**To-do list**.
- 1) Rewrite the paragraph in the notes on Solr text analyzers below that begins "Consume one stream of tokens" as a short bulleted list, keeping its main facts.
- 2) Using the notes on Solr text analyzers below, say whether each statement agrees with the text. Answer yes or no for each, and quote the words that decide it.
(a) KStemFilterFactory is less aggressive than PorterStemmer.
(b) Synonyms are generally applied at both query time and index time.
(c) Character filters process text after tokenization.

**Extract to read**.
----

Solr: Text Analyzers

Text analysis

It does the following

- tokenization

- case normalization

- stemming

- query expansion using synonyms

etc.

Examples of text analyzers

org.apache.lucene.analysis.standard.StandardTokenizerFactory

org.apache.lucene.analysis.core.StopFilterFactory

org.apache.lucene.analysis.synonym.SynonymFilterFactory

org.apache.lucene.analysis.core.LowerCaseFilterFactory

org.apache.lucene.analysis.en.EnglishPossessiveFilterFactory

org.apache.lucene.analysis.miscellaneous.KeywordMarkerFilterFactory

org.apache.lucene.analysis.en.PorterStemFilterFactory

Character Filters (<charFilter>)

Process a stream of text prior to tokenization

- MappingCharFilterFactory (replaces unicode to ascii for example)

- HTMLStripCharFilterFactory (extracts text from html docs)

- PatternReplaceCharFilterFactory (regex pattern)

Tokenization (<tokenizer>)

Takes text in the form of a character stream and splits it into tokens, most of the time skipping insignificant bits like whitespace and joining punctuation.

- KeywordTokenizerFactory

- WhitespaceTokenizerFactory

- StandardTokenizerFactory

- UAX29URLEmailTokenizer (This behaves like StandardTokenizer with the additional property of recognizing e-mail addresses and URLs as single tokens)

- ClassicTokenizerFactory

- LetterTokenizerFactory

- LowerCaseTokenizerFactory

- PatternTokenizerFactory

- PathHierarchyTokenizerFactory

Find more details https://wiki.apache.org/solr/AnalyzersTokenizersTokenFilters

Filtering <filter>

Consume one stream of tokens, known as TokenStream, and generate another. Hence, they can be chained one after another indefinitely. A token filter may be used to perform complex analysis by processing multiple tokens in the stream at once but in most cases it processes each token sequentially and decides to consider, replace, or ignore the token.

Stemming

Stemming is the process of reducing inflected or sometimes derived words to their stem, base, or root form, for example, a stemming algorithm might reduce running and runs, to just run. If you want to improve the precision of search results but retain the recall benefit s, you should consider indexing the data in two fields, one stemmed and the other not stemmed. stemming is language specific.

Stemmers in English

- SnowballPorterFilterFactory

- PorterStemFilterFactory

- KStemFilterFactory (less aggressive than PorterStemmer)

- EnglishMinimalStemFilterFactory

Synonyms

Generally applied for either at query time or index time, but not both.

i-pod, i pod =>ipod

ipod, i-pod, i pod

free Thesaurus is WordNet (http://wordnet.princeton.edu/)

----

**Records supplied**.
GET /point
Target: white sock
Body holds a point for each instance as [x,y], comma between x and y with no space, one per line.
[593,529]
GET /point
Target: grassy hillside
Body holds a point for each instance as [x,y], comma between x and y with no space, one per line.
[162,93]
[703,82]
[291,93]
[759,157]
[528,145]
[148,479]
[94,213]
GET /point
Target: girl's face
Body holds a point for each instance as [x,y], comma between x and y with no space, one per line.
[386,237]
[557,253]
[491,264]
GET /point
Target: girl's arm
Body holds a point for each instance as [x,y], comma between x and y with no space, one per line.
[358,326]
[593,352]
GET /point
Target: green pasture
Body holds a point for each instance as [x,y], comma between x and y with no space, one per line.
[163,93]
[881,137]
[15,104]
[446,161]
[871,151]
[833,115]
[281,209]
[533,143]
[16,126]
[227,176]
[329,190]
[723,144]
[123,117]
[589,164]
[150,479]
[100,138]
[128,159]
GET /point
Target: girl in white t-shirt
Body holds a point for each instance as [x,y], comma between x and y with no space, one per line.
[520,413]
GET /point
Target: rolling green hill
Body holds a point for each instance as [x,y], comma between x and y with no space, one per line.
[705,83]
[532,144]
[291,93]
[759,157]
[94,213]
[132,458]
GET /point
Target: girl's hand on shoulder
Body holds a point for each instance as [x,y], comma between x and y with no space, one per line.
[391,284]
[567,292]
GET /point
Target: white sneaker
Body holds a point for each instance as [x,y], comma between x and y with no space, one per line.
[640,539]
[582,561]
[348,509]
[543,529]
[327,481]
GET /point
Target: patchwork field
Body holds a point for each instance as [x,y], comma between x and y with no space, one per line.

----

**Answers given**.
- 1)
- A token filter consumes one stream of tokens, called a TokenStream, and generates another.
- Because of this, filters can be chained one after another indefinitely.
- A filter may process multiple tokens in the stream at once to perform complex analysis.
- In most cases, a filter processes each token in sequence and decides whether to consider, replace, or ignore it.

- 2)
(a) Yes: "KStemFilterFactory (less aggressive than PorterStemmer)"
(b) No: "Generally applied for either at query time or index time, but not both."
(c) No: "Process a stream of text prior to tokenization"